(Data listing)
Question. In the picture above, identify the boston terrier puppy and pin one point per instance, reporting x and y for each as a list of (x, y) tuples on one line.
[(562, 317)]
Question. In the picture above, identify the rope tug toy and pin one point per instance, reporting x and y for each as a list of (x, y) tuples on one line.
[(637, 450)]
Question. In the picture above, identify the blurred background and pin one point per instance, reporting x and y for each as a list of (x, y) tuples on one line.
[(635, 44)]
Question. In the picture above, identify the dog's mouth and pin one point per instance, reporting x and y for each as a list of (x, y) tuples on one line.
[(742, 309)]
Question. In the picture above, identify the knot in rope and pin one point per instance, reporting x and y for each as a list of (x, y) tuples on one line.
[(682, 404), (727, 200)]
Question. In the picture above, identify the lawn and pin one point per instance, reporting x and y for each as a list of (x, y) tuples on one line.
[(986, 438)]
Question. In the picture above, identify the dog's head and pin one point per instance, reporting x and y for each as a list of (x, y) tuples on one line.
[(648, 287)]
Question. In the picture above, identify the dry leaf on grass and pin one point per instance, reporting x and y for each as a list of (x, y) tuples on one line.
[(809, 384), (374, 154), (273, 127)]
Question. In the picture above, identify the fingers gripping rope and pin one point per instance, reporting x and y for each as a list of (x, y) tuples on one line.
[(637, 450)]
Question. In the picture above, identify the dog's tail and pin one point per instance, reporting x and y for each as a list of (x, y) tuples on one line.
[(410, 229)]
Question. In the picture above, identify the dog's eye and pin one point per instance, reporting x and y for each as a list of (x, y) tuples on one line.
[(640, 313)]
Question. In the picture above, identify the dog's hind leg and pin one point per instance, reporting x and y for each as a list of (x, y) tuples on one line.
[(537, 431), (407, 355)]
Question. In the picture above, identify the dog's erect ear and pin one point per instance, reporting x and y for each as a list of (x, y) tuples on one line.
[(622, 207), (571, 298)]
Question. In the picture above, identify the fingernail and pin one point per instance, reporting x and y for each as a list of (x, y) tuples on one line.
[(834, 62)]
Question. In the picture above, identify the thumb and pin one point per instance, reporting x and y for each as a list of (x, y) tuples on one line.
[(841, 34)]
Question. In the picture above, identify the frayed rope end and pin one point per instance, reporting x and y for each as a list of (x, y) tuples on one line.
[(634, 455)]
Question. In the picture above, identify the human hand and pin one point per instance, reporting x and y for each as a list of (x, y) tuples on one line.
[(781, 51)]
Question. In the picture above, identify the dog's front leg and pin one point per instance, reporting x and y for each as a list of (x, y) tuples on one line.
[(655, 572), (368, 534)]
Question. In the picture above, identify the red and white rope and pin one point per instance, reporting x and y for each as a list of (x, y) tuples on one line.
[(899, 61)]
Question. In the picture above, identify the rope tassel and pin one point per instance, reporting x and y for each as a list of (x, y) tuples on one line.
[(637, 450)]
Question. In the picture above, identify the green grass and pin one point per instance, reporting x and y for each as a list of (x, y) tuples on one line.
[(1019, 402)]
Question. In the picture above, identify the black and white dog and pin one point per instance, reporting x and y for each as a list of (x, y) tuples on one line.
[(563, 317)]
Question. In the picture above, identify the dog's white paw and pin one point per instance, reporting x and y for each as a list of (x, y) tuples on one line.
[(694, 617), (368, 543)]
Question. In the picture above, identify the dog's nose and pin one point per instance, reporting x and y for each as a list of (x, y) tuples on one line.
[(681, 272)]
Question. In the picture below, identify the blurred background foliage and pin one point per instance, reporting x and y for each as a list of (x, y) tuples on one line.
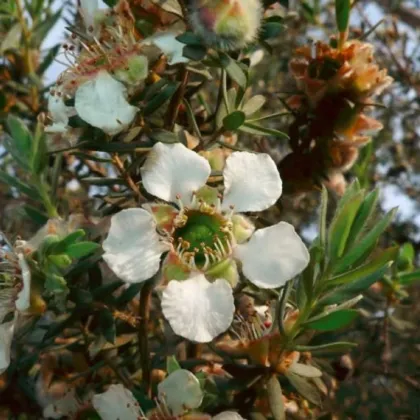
[(381, 378)]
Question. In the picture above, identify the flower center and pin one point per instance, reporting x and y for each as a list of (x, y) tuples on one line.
[(203, 238)]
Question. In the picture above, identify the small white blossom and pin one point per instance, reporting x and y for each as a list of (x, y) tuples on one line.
[(204, 236), (169, 45), (15, 284), (102, 103), (177, 394)]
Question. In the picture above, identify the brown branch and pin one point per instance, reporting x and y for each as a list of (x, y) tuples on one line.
[(143, 334), (120, 166)]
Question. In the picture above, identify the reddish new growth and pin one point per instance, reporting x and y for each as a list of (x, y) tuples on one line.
[(336, 88)]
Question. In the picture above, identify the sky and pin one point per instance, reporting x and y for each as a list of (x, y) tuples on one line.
[(391, 194)]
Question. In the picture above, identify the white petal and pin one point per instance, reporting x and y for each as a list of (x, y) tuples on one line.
[(116, 403), (59, 114), (6, 336), (252, 182), (228, 415), (273, 256), (172, 169), (23, 301), (102, 103), (88, 10), (181, 391), (197, 309), (132, 248), (167, 43)]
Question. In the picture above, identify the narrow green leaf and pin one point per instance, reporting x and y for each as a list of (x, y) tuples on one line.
[(271, 30), (164, 136), (39, 158), (172, 364), (22, 138), (194, 52), (55, 284), (342, 14), (163, 96), (36, 215), (323, 217), (407, 279), (306, 388), (70, 239), (129, 294), (107, 325), (234, 120), (341, 225), (190, 38), (306, 371), (263, 131), (349, 290), (385, 258), (40, 32), (339, 346), (48, 59), (254, 105), (275, 398), (312, 270), (106, 289), (363, 216), (81, 249), (96, 180), (406, 257), (333, 321), (365, 246)]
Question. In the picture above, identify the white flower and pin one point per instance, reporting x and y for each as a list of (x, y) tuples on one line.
[(15, 285), (197, 309), (169, 45), (181, 391), (88, 9), (203, 234), (59, 113), (101, 102), (117, 403), (177, 394)]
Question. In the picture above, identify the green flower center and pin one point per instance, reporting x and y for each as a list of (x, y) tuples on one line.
[(202, 234)]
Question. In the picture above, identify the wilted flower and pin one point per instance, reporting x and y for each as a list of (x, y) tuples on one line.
[(263, 344), (179, 393), (337, 86), (204, 235), (15, 286), (226, 24)]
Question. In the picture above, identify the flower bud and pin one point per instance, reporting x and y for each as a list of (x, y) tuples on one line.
[(226, 24)]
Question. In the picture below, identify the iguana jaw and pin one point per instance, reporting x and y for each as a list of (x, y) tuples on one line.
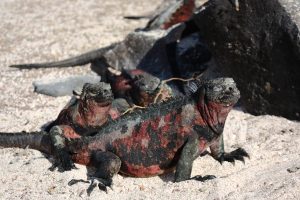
[(216, 99), (100, 93)]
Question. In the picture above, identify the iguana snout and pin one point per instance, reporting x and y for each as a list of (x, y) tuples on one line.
[(100, 92)]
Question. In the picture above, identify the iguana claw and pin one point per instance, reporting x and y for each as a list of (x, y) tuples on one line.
[(203, 178), (237, 154), (235, 4), (94, 182)]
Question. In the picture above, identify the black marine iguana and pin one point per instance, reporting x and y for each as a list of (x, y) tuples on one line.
[(96, 57), (159, 139)]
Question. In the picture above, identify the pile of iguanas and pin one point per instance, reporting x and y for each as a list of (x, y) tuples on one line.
[(133, 123)]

[Exercise] Reproduce the whole listing with "pin one point per instance" swapped for "mark a single point for each instance" wherever it occurs, keeping all other text the same. Leave the pictures out.

[Complete output]
Question. In the picture above, identify the boston terrier puppy and mark a single point for each instance, reporting x and y for each as a list of (x, y) tuples on one line.
[(562, 317)]
Question. In the picture above, identify the rope tug toy and mark a single point for each instance, reporting x and y for each as a list of (x, y) tuples on one line.
[(637, 450)]
Question. In the picture above, identify the blurred background and mark a single point for each instance, reporting x and y for each as a list of (x, y) tuples on one line.
[(635, 44)]
Question. In the picture above, identify the dog's mouth and mark a single point for each instance, reporting x and y for each as a list of (x, y) tuples on one line.
[(742, 309)]
Question. In the picture above, identify the knot in rope and mark a single point for each instance, reporting x and y for each as a list of (x, y) tuples on one line.
[(682, 404), (727, 200)]
Question. In the picture above, identify the lawn and mark a single point for each instance, reporting x and y for each as a list of (x, y) tuples on one line.
[(986, 438)]
Question. In the picture above, identify the dog's head and mark a single point for each instance, reporting x and y for each as a list of (x, y) tuples on one line.
[(648, 287)]
Question. In the picture above, identify the dry leaf on grass and mark a single point for each instance, reporting x and y for each as a list of (x, y) tuples on one line.
[(809, 384), (374, 154), (273, 127)]
Question. In the picture above, identify the fingers gripping rope and mark a single point for each instance, reporting x and y for each as a list of (x, y) tuples on one line.
[(637, 450)]
Question. In the picture above, identify the dog's tail and mark a single point for each instance, reporting x and y for each as a list of (x, y) tuples on one line.
[(410, 229)]
Question. In the picture above, identify the dog's eye and mark a single point for each instance, reporting x and y for each as a list of (x, y) tuples on one line.
[(640, 313)]
Question. In the picture above, identify the dog's hind leg and mark a single point for each instance, reporting x and y for each as a list of (x, y) tuples on one line.
[(537, 431), (407, 355)]
Question. In the picture above, identify the dog's erect ear and mark a single point for each instance, reporting x and y for each as a list of (x, y) tuples on one line.
[(622, 207), (571, 298)]
Question. In the picture above, identify the fingernail and mark a single point for each instance, reporting x and y for each as a list of (x, y) tuples on one line.
[(834, 62)]
Question. In the picture above, identify the thumb and mark a single point for each instance, reporting x and y for each as a list of (x, y) tuples on one line.
[(841, 34)]
Question. In the picture above, identify the frayed rope end and mark a single point for each instance, reporting x and y for each as a list of (x, y) tuples on one line.
[(634, 455)]
Question. In the picture above, identify the human hand and mark a single point for each instance, reporting x and y for each as a list of (x, y) tuples on one line.
[(781, 51)]
Question. In the picture above, identify the dog's front leg and mark a single point for each instance, reporting x and y for each as a list of (x, y) tuples on one line.
[(655, 572), (368, 534)]
Question. In the picture above, identify the red and white rope and mark a single point for each instance, reporting x and y for each as a list of (x, y) tuples on one line.
[(899, 61)]
Question. In the picture above, identify the rope tassel and mark a single point for each instance, reporting x and y for each as a list of (x, y) tuples on one line.
[(637, 450)]
Question. In the picture above, identify the green grass and mark a single point for each instance, reporting x and y for each as a list of (x, y) tuples on one line.
[(1019, 402)]
Question. In the picture above, identify the black and white dog and mark a single point for each instance, reporting x and y for each as a list of (x, y) tuples on one line.
[(563, 317)]
Question. In the picture above, identify the dog's white paw and mark a single point for each instance, reporting x and y for each as a list of (x, y) tuples on one line.
[(694, 617), (368, 543)]
Question. In the picture above, identify the dog's nose and mark a single point for each instance, reporting x and y for each as a list of (x, y) tuples on one line.
[(681, 272)]
Question. In the picture below, identify the blurred background foliage and mark a single point for each instance, reporting x and y for each as a list of (x, y) tuples on one line.
[(381, 378)]
Question. In the picture above, identify the flower center and mark a single point for each instance, reporting x and y for each as a list of (x, y) tuples on one line.
[(203, 238)]
Question. In the picture above, identify the small white blossom and mark a single point for each instance, reporting x and y for each as a list of (x, y) tuples on one line.
[(204, 236), (169, 45), (15, 284), (102, 103), (177, 394)]
Question. In the picture above, identify the brown branch and mark a single point for each instance, reporting x and y for each as a list of (x, y) tuples on one line.
[(143, 334), (120, 166)]
Question. In the picture above, identify the reddish new growth and mark a single point for each instance, reporting x and y for each as a list of (x, y) tuples on one line.
[(336, 88)]
Question. In the picture above, identify the sky and mark a single point for each instance, reporting x and y for each as a list of (x, y) tuples on one line.
[(391, 194)]
Question. In the picture above, identify the white petal and mark a single point for each instance, reporting x and y for each as a list of (x, y) tuples on one line.
[(116, 403), (59, 114), (6, 336), (252, 182), (228, 415), (273, 256), (172, 169), (23, 301), (102, 103), (88, 10), (181, 391), (197, 309), (132, 248), (167, 43)]
Question. In the picture above, identify the narrow green leaf and mark a single point for each instance, reporting x and y for each as a list of (x, y) tuples on one line.
[(271, 30), (164, 136), (39, 158), (172, 364), (22, 138), (194, 52), (55, 284), (342, 14), (163, 96), (36, 215), (323, 217), (407, 279), (306, 388), (70, 239), (129, 294), (107, 325), (234, 120), (341, 225), (190, 38), (306, 371), (263, 131), (349, 290), (385, 258), (40, 32), (339, 346), (48, 59), (254, 105), (275, 398), (312, 270), (106, 289), (363, 216), (81, 249), (96, 180), (406, 257), (333, 321), (365, 246)]
Question. In the picture above, identify the white flower and mark a single point for each instance, reporting x and y for each as a list of (x, y) tuples on one line.
[(15, 285), (197, 309), (169, 45), (181, 391), (88, 9), (203, 234), (59, 113), (101, 102), (117, 403), (177, 394)]
Question. In the picture above, identify the green flower center and mark a single point for each instance, reporting x and y for each as a list of (x, y) tuples on one line.
[(202, 234)]
Question. In the picture above, identify the wilted flower and mark a single point for each instance, reporting x and y for each as a list of (x, y) tuples on one line.
[(263, 344), (179, 393), (337, 86), (204, 235), (15, 286), (226, 24)]
Question. In the picture above, identify the flower bud and mark a single point for each instance, reporting x and y for each as a list of (x, y) tuples on one line.
[(226, 24)]
Question. In the picture below, identify the iguana jaw and mark a single point for each instance, reporting x and y for each as a list of (x, y) tuples on one line.
[(216, 99), (100, 93)]
Question. In the picture above, identify the iguana snout and mark a single point for each instance, reporting x and y for each as a list of (x, y) tuples on one line.
[(100, 92)]
Question. In the picture above, identify the iguana claw and mark a single point for each instance, reporting x and y for each as a list of (x, y) tuples on one line.
[(203, 178), (237, 154), (235, 4), (94, 182)]
Question. In the picture above, identify the black marine iguana and mark a single point for each instance, reporting x and y for each as a list of (x, y) tuples on one line.
[(96, 57), (159, 139)]
Question. In the picture above, identify the pile of iguanas and mark a single point for each instance, reporting x and y for each as a list of (x, y) tuples on one line.
[(133, 123)]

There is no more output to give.